> [What you need to do] Rewrite the listing, starting at the line that contains "trace target=bathroom vanity" and ending at the line that contains "[[[13,43],[8,44],[8,59],[37,59],[38,44],[28,48],[18,47]]]", as a two-column CSV with the columns input and output. Put each text in input and its answer in output, with every field quoted and line breaks turned into spaces.

****************************************

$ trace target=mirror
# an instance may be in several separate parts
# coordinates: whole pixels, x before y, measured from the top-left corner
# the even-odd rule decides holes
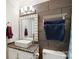
[[[20,39],[38,41],[38,14],[20,17]]]

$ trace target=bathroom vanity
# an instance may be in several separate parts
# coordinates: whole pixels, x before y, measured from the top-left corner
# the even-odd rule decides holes
[[[13,43],[8,44],[8,59],[37,59],[38,44],[28,48],[18,47]]]

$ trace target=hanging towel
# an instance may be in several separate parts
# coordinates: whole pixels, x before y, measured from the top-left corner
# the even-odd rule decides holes
[[[27,29],[25,28],[25,31],[24,31],[24,35],[27,36],[28,35],[28,32],[27,32]]]
[[[47,40],[63,41],[65,31],[64,23],[64,20],[48,21],[47,23],[44,23]]]
[[[13,37],[12,27],[11,26],[7,26],[7,28],[6,28],[6,36],[7,36],[8,39]]]

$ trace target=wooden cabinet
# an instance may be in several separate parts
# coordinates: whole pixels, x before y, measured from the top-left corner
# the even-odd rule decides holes
[[[8,48],[8,59],[35,59],[32,53]]]

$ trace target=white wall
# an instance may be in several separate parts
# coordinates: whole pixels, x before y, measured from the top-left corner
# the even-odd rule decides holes
[[[15,41],[19,39],[19,6],[14,0],[6,1],[6,23],[12,24],[13,38],[8,41]],[[6,24],[7,26],[7,24]]]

****************************************

> [Expected answer]
input,output
"$ trace target=bathroom vanity # an instance may be in several separate parts # coordinates: whole pixels, x before y, measured from the top-left corner # the even-odd rule decides holes","[[[13,43],[8,44],[8,59],[37,59],[38,44],[28,48],[18,47]]]"